Cosa fare:
1) Trascrivi dal testo il passo che comincia con le parole "La crisi generale caratterizza, dunque, questa" e si ferma dopo le parole "in termini fisici.".
2) Formatta come lista JSON di stringhe tutte le righe delle voci, una stringa per ogni riga, tralasciando le righe vuote.

Testo:
◆ ◆ ◆ ◆

Questo non vuol dire continuare la linea della “Propaganda Armata”,
pratica che si è oggettivamente esaurita con quella campagna, ma rivalutare
ed esaltare la forza politica e militare rappresentata dalle Brigate Rosse nel
portare l’attacco al “cuore dello stato” in quella congiuntura,
nel disarticolare un quadro politico istituzionale.
Questo patrimonio non può essere annullato dalla resa di un pugno di
traditori, né tanto meno dalla linea di liquidazione portata avanti da
una pattuglia di “santoni”, convertititi al ruolo di “nuovi
filosofi”.
Il ruolo strategico della Lotta Armata, la necessità della conquista
del potere politico, la costruzione del Partito, la Centralità Operaia,
l’attacco al cuore dello Stato, sono conquiste definitive, teoriche e
politiche, del proletariato e della nostra organizzazione.
Non si può annullare un percorso storicamente determinato dalla lotta
di classe ed incancellabile dalla memoria storica del proletariato. Questo è
stato il significato della nostra scelta di “Ritirata Strategica”,
per riproporre oggi una collocazione attiva e combattente dentro i compiti nuovi
e complessi di questa fase del processo rivoluzionario, anche se rimane il problema
della ricostruzione complessiva dell’impianto teorico e politico, che
del resto è problema che riguarda il dibattito interno di tutto il movimento
rivoluzionario.
PER RIPRENDERE L’INIZIATIVA
Fare delle proposte politiche, entrare nel dibattito della realtà attuale
dello scontro di classe, significa, per dei materialisti, entrare nel merito
dell’analisi della fase e delle sue tendenze.
L’attuale crisi è crisi generale del modo di produzione capitalista:
è crisi di sovrapproduzione assoluta di capitale, che si protrae da oltre
un decennio.
La crisi generale caratterizza, dunque, questa fase storica, per cui l’esigenza
del capitale di ripresa dell’accumulazione, il conseguente salto di composizione
organico del capitale, in grado di valorizzare al massimo la rivoluzione in
corso in campo tecnologico e industriale, si possono realizzare solo con la
distruzione delle forze produttive sovraprodotte e dei mezzi di produzione superati,
sia in termini di valore che in termini fisici.
Le esigenze del capitale, messe a nudo dalla crisi, inducono nel sistema imperialista
una serie di risposte economiche, politiche e militari; in una sola parola progetti
politici complessivi tesi a superare la crisi stessa.
La messa in pratica di questa risposta complessiva provoca contrasti e scontri
che testimoniano l’acuirsi della contraddizione principale tra Borghesia
Imperialista e Proletariato Internazionale, e di tutte le contraddizioni interimperialiste,
soprattutto quelle tra l’area USA e il Socialimperialismo.
Ancora una volta il tentativo borghese di superamento della crisi generale del
capitale si configura come guerra, quindi oggi come prospettiva della GUERRA
INTERIMPERIALISTA.
Se questa è la tendenza, cioè lo sbocco obbligato, la prospettiva
verso cui si muovono l’insieme delle dinamiche della ristrutturazione
capitalista, questa affermazione va però sostanziata, chiarendo a quale
stadio del processo di maturazione della prospettiva della guerra ci troviamo.

◆ ◆ ◆ ◆

Voci di identificazione della posizione

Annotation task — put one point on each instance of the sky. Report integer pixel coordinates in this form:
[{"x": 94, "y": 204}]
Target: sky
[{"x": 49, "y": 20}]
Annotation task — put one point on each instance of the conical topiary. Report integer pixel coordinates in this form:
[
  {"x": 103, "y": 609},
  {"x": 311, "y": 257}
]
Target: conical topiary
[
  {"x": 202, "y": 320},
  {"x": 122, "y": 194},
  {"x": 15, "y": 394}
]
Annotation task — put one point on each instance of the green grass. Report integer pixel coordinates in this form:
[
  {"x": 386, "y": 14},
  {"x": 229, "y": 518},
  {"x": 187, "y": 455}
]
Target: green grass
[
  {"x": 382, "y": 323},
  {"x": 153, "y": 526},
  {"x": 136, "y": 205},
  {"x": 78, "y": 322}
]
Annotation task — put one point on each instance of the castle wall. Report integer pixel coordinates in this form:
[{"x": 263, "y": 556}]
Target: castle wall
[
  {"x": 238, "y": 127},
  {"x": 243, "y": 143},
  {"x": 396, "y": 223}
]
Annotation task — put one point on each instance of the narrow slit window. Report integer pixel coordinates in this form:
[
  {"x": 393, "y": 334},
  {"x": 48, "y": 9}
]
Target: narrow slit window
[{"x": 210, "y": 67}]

◆ ◆ ◆ ◆

Risultati:
1)
La crisi generale caratterizza, dunque, questa fase storica, per cui l’esigenza
del capitale di ripresa dell’accumulazione, il conseguente salto di composizione
organico del capitale, in grado di valorizzare al massimo la rivoluzione in
corso in campo tecnologico e industriale, si possono realizzare solo con la
distruzione delle forze produttive sovraprodotte e dei mezzi di produzione superati,
sia in termini di valore che in termini fisici.

2)
[
  "Annotation task — put one point on each instance of the sky. Report integer pixel coordinates in this form:",
  "[{\"x\": 94, \"y\": 204}]",
  "Target: sky",
  "[{\"x\": 49, \"y\": 20}]",
  "Annotation task — put one point on each instance of the conical topiary. Report integer pixel coordinates in this form:",
  "[",
  "  {\"x\": 103, \"y\": 609},",
  "  {\"x\": 311, \"y\": 257}",
  "]",
  "Target: conical topiary",
  "[",
  "  {\"x\": 202, \"y\": 320},",
  "  {\"x\": 122, \"y\": 194},",
  "  {\"x\": 15, \"y\": 394}",
  "]",
  "Annotation task — put one point on each instance of the green grass. Report integer pixel coordinates in this form:",
  "[",
  "  {\"x\": 386, \"y\": 14},",
  "  {\"x\": 229, \"y\": 518},",
  "  {\"x\": 187, \"y\": 455}",
  "]",
  "Target: green grass",
  "[",
  "  {\"x\": 382, \"y\": 323},",
  "  {\"x\": 153, \"y\": 526},",
  "  {\"x\": 136, \"y\": 205},",
  "  {\"x\": 78, \"y\": 322}",
  "]",
  "Annotation task — put one point on each instance of the castle wall. Report integer pixel coordinates in this form:",
  "[{\"x\": 263, \"y\": 556}]",
  "Target: castle wall",
  "[",
  "  {\"x\": 238, \"y\": 127},",
  "  {\"x\": 243, \"y\": 143},",
  "  {\"x\": 396, \"y\": 223}",
  "]",
  "Annotation task — put one point on each instance of the narrow slit window. Report integer pixel coordinates in this form:",
  "[",
  "  {\"x\": 393, \"y\": 334},",
  "  {\"x\": 48, \"y\": 9}",
  "]",
  "Target: narrow slit window",
  "[{\"x\": 210, \"y\": 67}]"
]